_AIM OF THE EXERCISE_
Only the run of lines from the one containing "point: the price tag in this photo" through the last line should be returned, exactly as written.

Coordinate annotation entries:

= = = =

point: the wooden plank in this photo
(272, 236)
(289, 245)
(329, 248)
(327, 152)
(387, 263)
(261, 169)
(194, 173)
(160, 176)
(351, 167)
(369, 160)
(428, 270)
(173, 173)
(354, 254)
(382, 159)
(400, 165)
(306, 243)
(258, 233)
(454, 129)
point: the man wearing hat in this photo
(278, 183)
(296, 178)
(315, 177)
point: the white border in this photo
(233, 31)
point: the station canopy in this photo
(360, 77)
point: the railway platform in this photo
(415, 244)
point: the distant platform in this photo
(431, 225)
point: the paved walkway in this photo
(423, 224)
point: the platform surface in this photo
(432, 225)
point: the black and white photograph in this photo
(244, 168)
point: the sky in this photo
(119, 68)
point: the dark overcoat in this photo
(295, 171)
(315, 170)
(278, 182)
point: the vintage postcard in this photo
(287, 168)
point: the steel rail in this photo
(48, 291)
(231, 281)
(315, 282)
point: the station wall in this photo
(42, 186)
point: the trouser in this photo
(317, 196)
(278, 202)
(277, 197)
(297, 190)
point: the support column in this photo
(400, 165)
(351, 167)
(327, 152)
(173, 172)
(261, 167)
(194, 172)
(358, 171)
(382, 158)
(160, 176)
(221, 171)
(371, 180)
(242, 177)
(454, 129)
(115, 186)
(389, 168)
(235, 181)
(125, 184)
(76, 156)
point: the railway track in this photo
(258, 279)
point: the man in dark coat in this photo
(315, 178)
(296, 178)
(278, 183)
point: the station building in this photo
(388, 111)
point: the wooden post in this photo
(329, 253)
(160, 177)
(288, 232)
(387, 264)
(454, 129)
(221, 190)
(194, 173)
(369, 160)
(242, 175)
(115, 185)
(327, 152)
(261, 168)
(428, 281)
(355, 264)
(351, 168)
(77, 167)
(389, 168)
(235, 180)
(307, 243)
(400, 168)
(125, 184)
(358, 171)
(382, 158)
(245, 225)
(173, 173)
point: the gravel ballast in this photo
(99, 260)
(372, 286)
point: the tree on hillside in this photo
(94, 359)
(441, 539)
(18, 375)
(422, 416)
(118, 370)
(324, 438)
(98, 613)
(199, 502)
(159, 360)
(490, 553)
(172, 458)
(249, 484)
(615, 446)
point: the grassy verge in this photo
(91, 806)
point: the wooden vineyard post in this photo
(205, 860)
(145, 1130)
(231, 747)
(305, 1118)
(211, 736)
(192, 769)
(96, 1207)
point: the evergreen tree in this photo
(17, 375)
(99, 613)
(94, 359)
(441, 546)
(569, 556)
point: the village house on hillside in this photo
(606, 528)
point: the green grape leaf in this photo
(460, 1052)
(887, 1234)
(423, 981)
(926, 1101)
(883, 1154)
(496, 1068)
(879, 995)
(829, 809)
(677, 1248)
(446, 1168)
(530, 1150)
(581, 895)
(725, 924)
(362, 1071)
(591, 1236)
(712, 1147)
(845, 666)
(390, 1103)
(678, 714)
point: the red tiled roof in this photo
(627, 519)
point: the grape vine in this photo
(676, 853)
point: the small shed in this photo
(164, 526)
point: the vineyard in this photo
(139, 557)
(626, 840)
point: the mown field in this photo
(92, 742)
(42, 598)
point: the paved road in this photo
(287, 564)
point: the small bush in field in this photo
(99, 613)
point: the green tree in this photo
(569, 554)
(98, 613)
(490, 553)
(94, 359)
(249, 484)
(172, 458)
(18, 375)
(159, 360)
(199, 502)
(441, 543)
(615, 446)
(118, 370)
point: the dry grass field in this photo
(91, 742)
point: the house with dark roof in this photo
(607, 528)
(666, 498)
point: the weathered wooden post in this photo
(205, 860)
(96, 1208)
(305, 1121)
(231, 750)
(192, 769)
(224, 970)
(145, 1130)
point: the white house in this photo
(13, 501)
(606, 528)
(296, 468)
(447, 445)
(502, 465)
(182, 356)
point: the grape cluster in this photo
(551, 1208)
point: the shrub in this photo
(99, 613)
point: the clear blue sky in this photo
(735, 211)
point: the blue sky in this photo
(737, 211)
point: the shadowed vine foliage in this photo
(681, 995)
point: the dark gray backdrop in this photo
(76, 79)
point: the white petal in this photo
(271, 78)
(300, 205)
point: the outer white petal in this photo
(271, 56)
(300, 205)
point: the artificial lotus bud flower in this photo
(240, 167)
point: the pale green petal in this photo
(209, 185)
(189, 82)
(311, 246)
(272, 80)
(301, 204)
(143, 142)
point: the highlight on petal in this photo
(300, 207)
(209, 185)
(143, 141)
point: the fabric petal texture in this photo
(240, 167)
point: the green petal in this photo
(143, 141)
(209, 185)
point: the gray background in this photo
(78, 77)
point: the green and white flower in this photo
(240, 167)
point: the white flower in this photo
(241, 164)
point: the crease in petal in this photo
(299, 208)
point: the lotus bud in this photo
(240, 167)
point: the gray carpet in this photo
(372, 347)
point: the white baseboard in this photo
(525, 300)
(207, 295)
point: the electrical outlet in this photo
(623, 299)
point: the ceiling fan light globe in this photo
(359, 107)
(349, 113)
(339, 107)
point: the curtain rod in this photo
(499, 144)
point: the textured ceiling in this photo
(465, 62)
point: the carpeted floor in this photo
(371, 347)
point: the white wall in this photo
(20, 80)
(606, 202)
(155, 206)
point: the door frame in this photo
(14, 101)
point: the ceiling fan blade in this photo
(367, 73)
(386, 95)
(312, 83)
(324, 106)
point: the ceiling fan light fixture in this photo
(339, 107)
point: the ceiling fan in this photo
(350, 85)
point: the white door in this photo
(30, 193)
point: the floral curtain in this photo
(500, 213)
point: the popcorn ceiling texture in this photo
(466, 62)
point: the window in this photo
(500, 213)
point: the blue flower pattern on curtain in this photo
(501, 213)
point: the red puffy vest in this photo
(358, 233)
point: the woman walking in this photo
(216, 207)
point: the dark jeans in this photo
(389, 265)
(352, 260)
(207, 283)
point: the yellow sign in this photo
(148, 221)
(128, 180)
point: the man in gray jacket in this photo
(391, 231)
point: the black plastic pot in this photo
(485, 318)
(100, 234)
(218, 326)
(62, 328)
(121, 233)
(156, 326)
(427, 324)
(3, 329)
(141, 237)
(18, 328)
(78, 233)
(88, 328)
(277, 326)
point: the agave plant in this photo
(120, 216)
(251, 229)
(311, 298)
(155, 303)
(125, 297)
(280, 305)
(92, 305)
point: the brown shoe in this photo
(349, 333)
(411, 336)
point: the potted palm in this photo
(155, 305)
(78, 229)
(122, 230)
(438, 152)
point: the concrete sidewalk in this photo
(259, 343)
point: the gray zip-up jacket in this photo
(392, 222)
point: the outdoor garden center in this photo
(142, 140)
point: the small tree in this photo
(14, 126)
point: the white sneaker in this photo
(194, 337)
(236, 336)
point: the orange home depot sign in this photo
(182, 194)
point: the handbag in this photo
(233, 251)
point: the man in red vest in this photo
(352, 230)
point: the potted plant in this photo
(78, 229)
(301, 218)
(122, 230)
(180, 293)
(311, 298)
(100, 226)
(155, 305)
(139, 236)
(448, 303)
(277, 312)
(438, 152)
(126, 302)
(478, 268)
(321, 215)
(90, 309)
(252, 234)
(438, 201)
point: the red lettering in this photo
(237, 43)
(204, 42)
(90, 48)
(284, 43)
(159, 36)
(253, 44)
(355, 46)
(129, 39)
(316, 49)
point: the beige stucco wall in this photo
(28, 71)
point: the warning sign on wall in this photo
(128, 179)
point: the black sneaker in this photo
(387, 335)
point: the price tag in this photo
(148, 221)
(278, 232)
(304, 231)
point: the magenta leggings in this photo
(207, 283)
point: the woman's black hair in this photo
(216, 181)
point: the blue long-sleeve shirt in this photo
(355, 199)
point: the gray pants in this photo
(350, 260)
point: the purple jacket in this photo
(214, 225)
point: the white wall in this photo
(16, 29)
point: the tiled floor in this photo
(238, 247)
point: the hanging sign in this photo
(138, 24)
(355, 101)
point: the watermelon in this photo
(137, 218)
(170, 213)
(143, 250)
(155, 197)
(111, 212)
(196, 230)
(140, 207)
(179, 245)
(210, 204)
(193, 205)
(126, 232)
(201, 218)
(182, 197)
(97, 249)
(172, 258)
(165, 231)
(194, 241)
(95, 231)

= = = =

_FINAL RESULT_
point: the price tag in this photo
(148, 221)
(278, 232)
(304, 231)
point: the magenta leggings in this photo
(207, 283)
point: the woman's black hair in this photo
(216, 181)
point: the blue long-sleeve shirt in this photo
(355, 199)
point: the gray pants in this photo
(350, 260)
point: the purple jacket in this photo
(214, 225)
point: the white wall in this photo
(16, 29)
point: the tiled floor in this photo
(238, 247)
point: the hanging sign in this photo
(138, 24)
(355, 101)
point: the watermelon in this photo
(137, 218)
(170, 213)
(143, 250)
(155, 197)
(111, 212)
(196, 230)
(140, 207)
(179, 245)
(210, 204)
(193, 205)
(126, 232)
(201, 218)
(182, 197)
(97, 249)
(172, 258)
(165, 231)
(194, 241)
(95, 231)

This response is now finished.